** READING PASSAGE **
* start *
So, this weekend, at the Women’s Retreat I go to every year in Santa Barbara, I was hoping for some answers. Hoping for a Louisville Slugger upside the head (because sometimes that’s the only way I can hear) about what to do with my program.

The drive up was busy, as usual, and I honestly don’t know how people commute long distances/time each day. I have such a defect of “right and wrong” that when someone acts like a jerk while driving it sends me over the edge. “Why would someone DO that? He just screwed over EVERYONE!” That type of deal.

When I pulled in to the lush, peaceful grounds two hours and forty minutes later, I just needed to decompress. Those who had been up there for hours before already were peaceful and in great moods. When one of them went to hug me, I balked. Because of the drive and I was uptight, but also because I’m not great with hugs. If I’m situated in a place and have my bearings and feel safe, I’m more likely to hug and be hugged. But mostly I’m like a caged cat, scratching and hissing and just trying to get to a dark corner so I can acclimate and let the knot in my stomach unclench.

I thought it best not to subject anyone else to my attitude, so I grabbed my camera and started walking the expansive grounds. The light was so amazing right then, I knew it would be beautiful with all the trees and flora and fauna about.

I started to calm down just seeing how the light was playing with the trees, and the statuary, and the tiny breeze making everything change every few seconds. I could feel myself relaxing with each click of the shutter.

I headed toward the labyrinth, a type of meditational maze laid out on the grounds, that I have walked several times and always felt better after doing so. I met a black, fuzzy caterpillar on the stones at the entrance, and stopped to watch him motor along, doing his own thing. The pamphlet at the wooden box refreshed my memory about how to use the labyrinth to most effectiveness.

Quieting my mind, and opening my heart, I entered. I followed along the rock-edged layout, aware of where my thoughts were going and how I felt. I began to notice that even though I switchbacked through the labyrinth, I kept moving forward. Sometimes, it felt like I wasn’t getting anywhere, that I was moving backwards, but I always kept moving. I started to understand: this was my journey. I make the choices about which way I go. I don’t have to do it the way everyone else is doing it – that’s THEIR journey, not mine! I am lucky that I have a sponsor who, if I came up to her and said, “I think I need to stand on my head at meetings, so the blood rushing there can help me think,” would say to me, “Sounds good, honey, just don’t wear a skirt!” Because she, too, understands that it’s my journey, and no one else’s. What works for someone else might not work for me, and vice versa. And that’s why we share so openly and honestly about what is really going on for us. It’s the only way to help ourselves, and to help others on their journey make choices about what works and doesn’t, for themselves.
* end *
** DATA TO USE **
* start *
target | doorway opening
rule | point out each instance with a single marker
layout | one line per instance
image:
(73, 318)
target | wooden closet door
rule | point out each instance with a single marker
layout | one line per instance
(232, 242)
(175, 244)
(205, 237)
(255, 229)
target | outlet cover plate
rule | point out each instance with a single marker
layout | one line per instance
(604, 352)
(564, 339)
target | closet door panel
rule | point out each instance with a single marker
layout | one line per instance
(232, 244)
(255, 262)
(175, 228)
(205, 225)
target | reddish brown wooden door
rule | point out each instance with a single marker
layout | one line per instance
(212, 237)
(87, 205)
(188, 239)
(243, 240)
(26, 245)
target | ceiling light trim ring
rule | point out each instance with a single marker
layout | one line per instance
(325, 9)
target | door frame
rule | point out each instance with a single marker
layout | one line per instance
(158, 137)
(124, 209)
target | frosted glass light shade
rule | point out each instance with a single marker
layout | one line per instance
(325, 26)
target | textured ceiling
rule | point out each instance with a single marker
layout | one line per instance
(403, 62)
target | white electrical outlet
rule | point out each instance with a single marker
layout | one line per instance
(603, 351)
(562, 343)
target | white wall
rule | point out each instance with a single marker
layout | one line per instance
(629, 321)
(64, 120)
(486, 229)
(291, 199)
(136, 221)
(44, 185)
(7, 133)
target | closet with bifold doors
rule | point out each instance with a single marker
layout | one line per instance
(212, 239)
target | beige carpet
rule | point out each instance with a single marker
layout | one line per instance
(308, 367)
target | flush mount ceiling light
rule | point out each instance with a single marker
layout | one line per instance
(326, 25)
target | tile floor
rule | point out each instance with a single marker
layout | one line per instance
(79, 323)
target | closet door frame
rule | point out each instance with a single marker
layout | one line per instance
* end *
** TASKS AND EXERCISES **
1 – Extract the retreat passage word for word, beginning at the words "The drive up" and stopping after "my stomach unclench.".
2 – Copy the lines of the listing without any change, starting at the line that has "target | flush mount ceiling light" and ending after the last line of the listing.
The listing has no connection to the retreat passage.

** WORKED SOLUTIONS **
1 –
The drive up was busy, as usual, and I honestly don’t know how people commute long distances/time each day. I have such a defect of “right and wrong” that when someone acts like a jerk while driving it sends me over the edge. “Why would someone DO that? He just screwed over EVERYONE!” That type of deal.

When I pulled in to the lush, peaceful grounds two hours and forty minutes later, I just needed to decompress. Those who had been up there for hours before already were peaceful and in great moods. When one of them went to hug me, I balked. Because of the drive and I was uptight, but also because I’m not great with hugs. If I’m situated in a place and have my bearings and feel safe, I’m more likely to hug and be hugged. But mostly I’m like a caged cat, scratching and hissing and just trying to get to a dark corner so I can acclimate and let the knot in my stomach unclench.

2 –
target | flush mount ceiling light
rule | point out each instance with a single marker
layout | one line per instance
(326, 25)
target | tile floor
rule | point out each instance with a single marker
layout | one line per instance
(79, 323)
target | closet door frame
rule | point out each instance with a single marker
layout | one line per instance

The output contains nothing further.